**Task brief**
Restate the records so that not a single word differs.

**Records supplied**
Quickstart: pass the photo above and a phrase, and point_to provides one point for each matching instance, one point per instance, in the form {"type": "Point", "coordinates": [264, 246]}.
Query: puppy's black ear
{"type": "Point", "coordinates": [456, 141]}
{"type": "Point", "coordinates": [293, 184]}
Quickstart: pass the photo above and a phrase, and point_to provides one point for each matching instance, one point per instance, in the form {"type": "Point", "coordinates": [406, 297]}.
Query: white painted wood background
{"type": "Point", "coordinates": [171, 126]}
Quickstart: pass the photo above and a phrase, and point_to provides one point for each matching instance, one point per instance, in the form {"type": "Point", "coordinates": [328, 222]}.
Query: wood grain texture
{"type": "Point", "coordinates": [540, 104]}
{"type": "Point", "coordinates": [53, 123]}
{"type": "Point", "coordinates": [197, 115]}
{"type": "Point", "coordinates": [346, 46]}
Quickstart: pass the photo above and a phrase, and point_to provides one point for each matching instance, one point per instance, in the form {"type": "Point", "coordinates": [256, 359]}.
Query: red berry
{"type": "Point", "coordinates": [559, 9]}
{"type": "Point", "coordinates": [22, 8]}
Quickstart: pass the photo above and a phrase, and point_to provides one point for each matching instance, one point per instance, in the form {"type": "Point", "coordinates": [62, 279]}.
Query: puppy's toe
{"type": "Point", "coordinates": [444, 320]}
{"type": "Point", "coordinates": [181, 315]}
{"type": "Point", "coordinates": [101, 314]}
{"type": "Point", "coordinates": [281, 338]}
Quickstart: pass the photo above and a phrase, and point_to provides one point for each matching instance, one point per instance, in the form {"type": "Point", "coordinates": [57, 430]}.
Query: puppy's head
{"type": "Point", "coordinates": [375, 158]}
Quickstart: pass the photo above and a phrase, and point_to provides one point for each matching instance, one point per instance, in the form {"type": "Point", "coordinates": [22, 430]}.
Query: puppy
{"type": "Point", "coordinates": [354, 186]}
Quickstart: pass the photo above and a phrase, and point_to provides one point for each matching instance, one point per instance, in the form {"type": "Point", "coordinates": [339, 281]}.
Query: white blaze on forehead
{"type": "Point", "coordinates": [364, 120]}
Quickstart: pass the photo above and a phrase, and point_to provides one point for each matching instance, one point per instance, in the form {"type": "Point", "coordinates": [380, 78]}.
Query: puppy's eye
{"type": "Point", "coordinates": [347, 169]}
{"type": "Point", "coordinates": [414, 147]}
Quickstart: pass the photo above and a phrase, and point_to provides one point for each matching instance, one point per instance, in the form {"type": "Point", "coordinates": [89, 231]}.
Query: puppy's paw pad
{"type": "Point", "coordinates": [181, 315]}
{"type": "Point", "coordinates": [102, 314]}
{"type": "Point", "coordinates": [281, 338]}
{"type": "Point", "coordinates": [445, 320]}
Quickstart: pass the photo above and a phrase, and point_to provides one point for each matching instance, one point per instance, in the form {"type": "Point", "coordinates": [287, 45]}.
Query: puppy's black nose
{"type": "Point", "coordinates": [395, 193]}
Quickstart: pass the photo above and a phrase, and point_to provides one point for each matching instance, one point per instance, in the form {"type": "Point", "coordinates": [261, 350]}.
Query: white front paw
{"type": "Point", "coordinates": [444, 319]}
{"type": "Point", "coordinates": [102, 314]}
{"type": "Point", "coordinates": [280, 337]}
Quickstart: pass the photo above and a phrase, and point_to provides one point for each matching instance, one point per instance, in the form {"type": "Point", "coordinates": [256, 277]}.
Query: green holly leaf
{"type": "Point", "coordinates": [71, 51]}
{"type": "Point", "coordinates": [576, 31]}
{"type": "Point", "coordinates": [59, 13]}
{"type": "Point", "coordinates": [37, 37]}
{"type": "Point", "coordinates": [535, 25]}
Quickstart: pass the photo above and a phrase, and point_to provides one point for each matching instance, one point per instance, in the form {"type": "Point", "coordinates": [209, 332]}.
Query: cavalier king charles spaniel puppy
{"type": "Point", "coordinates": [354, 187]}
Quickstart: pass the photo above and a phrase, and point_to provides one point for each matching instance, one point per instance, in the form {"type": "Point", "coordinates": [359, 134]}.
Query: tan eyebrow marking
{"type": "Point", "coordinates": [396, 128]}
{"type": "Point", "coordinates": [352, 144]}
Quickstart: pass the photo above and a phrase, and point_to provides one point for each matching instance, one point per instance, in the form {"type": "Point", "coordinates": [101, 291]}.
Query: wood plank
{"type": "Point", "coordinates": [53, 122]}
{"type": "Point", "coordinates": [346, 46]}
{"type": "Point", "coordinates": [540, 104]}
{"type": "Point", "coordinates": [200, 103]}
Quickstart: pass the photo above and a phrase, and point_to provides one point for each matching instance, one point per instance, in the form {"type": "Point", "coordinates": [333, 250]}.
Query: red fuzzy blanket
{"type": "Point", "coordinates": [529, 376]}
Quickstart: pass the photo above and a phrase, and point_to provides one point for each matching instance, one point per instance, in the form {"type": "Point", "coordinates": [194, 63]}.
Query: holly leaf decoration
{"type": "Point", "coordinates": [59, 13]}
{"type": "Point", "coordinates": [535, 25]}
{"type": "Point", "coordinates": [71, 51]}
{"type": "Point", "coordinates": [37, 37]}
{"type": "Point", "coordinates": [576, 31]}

**Exercise response**
Quickstart: pass the photo above and a phrase, and point_to provides one point for each matching instance, one point per instance, in the form {"type": "Point", "coordinates": [264, 246]}.
Query: puppy's black ear
{"type": "Point", "coordinates": [456, 141]}
{"type": "Point", "coordinates": [293, 184]}
Quickstart: pass the photo above and a phrase, and point_to provides one point for each matching instance, one point per instance, in the form {"type": "Point", "coordinates": [406, 297]}.
Query: white painted wood background
{"type": "Point", "coordinates": [171, 126]}
Quickstart: pass the photo above and a phrase, and point_to provides one point for each matching instance, one point per instance, in the form {"type": "Point", "coordinates": [328, 222]}.
Query: wood grain texture
{"type": "Point", "coordinates": [540, 104]}
{"type": "Point", "coordinates": [53, 123]}
{"type": "Point", "coordinates": [197, 115]}
{"type": "Point", "coordinates": [346, 46]}
Quickstart: pass the photo above and a phrase, and point_to provides one point for each matching instance, one point per instance, in the form {"type": "Point", "coordinates": [256, 359]}.
Query: red berry
{"type": "Point", "coordinates": [559, 9]}
{"type": "Point", "coordinates": [22, 8]}
Quickstart: pass the photo above and a phrase, and point_to provides one point for each matching instance, one point per instance, in the form {"type": "Point", "coordinates": [62, 279]}.
Query: puppy's toe
{"type": "Point", "coordinates": [444, 320]}
{"type": "Point", "coordinates": [181, 315]}
{"type": "Point", "coordinates": [101, 314]}
{"type": "Point", "coordinates": [281, 338]}
Quickstart: pass the photo above and a phrase, and point_to provides one point for each matching instance, one point per instance, in the form {"type": "Point", "coordinates": [57, 430]}.
Query: puppy's head
{"type": "Point", "coordinates": [375, 158]}
Quickstart: pass the photo above and a phrase, and point_to provides one point for each matching instance, one point per instance, in the form {"type": "Point", "coordinates": [22, 430]}.
Query: puppy
{"type": "Point", "coordinates": [354, 186]}
Quickstart: pass the photo above and a phrase, and point_to provides one point for each matching instance, one point per instance, in the form {"type": "Point", "coordinates": [339, 281]}.
Query: white blaze on forehead
{"type": "Point", "coordinates": [364, 120]}
Quickstart: pass the photo above and a phrase, and point_to provides one point for each matching instance, one point per instance, in the form {"type": "Point", "coordinates": [380, 78]}.
Query: puppy's eye
{"type": "Point", "coordinates": [347, 169]}
{"type": "Point", "coordinates": [414, 147]}
Quickstart: pass the photo above and a phrase, and point_to provides one point for each matching instance, one point per instance, in the form {"type": "Point", "coordinates": [89, 231]}.
Query: puppy's paw pad
{"type": "Point", "coordinates": [181, 315]}
{"type": "Point", "coordinates": [102, 314]}
{"type": "Point", "coordinates": [281, 338]}
{"type": "Point", "coordinates": [445, 320]}
Quickstart: pass the photo above and a phrase, and point_to provides one point for each matching instance, one point per instance, in the form {"type": "Point", "coordinates": [287, 45]}.
Query: puppy's black nose
{"type": "Point", "coordinates": [395, 193]}
Quickstart: pass the photo above and a phrase, and point_to provides one point for each matching instance, one point per instance, in the form {"type": "Point", "coordinates": [261, 350]}.
Query: white front paw
{"type": "Point", "coordinates": [444, 319]}
{"type": "Point", "coordinates": [102, 314]}
{"type": "Point", "coordinates": [280, 337]}
Quickstart: pass the photo above and a phrase, and point_to provides one point for each matching instance, one point per instance, in the form {"type": "Point", "coordinates": [256, 277]}.
Query: green holly leaf
{"type": "Point", "coordinates": [71, 51]}
{"type": "Point", "coordinates": [576, 31]}
{"type": "Point", "coordinates": [59, 13]}
{"type": "Point", "coordinates": [37, 37]}
{"type": "Point", "coordinates": [535, 25]}
Quickstart: pass the photo above and a phrase, and point_to provides one point for each matching instance, one point per instance, in the form {"type": "Point", "coordinates": [209, 332]}.
Query: cavalier king charles spaniel puppy
{"type": "Point", "coordinates": [354, 187]}
Quickstart: pass the photo above and a phrase, and point_to provides one point for each matching instance, one point per instance, in the form {"type": "Point", "coordinates": [359, 134]}.
Query: tan eyebrow marking
{"type": "Point", "coordinates": [396, 128]}
{"type": "Point", "coordinates": [352, 144]}
Quickstart: pass the photo above and a phrase, and point_to provides one point for each matching instance, one point per instance, in the form {"type": "Point", "coordinates": [101, 291]}.
Query: wood plank
{"type": "Point", "coordinates": [53, 122]}
{"type": "Point", "coordinates": [346, 46]}
{"type": "Point", "coordinates": [540, 104]}
{"type": "Point", "coordinates": [200, 103]}
Quickstart: pass the photo above and a phrase, and point_to provides one point for each matching instance, one point per instance, in the form {"type": "Point", "coordinates": [333, 250]}.
Query: red fuzzy blanket
{"type": "Point", "coordinates": [529, 376]}
Quickstart: pass the photo above and a phrase, and point_to provides one point for each matching instance, one point per instance, in the form {"type": "Point", "coordinates": [194, 63]}.
Query: holly leaf decoration
{"type": "Point", "coordinates": [59, 13]}
{"type": "Point", "coordinates": [535, 25]}
{"type": "Point", "coordinates": [71, 51]}
{"type": "Point", "coordinates": [37, 37]}
{"type": "Point", "coordinates": [576, 31]}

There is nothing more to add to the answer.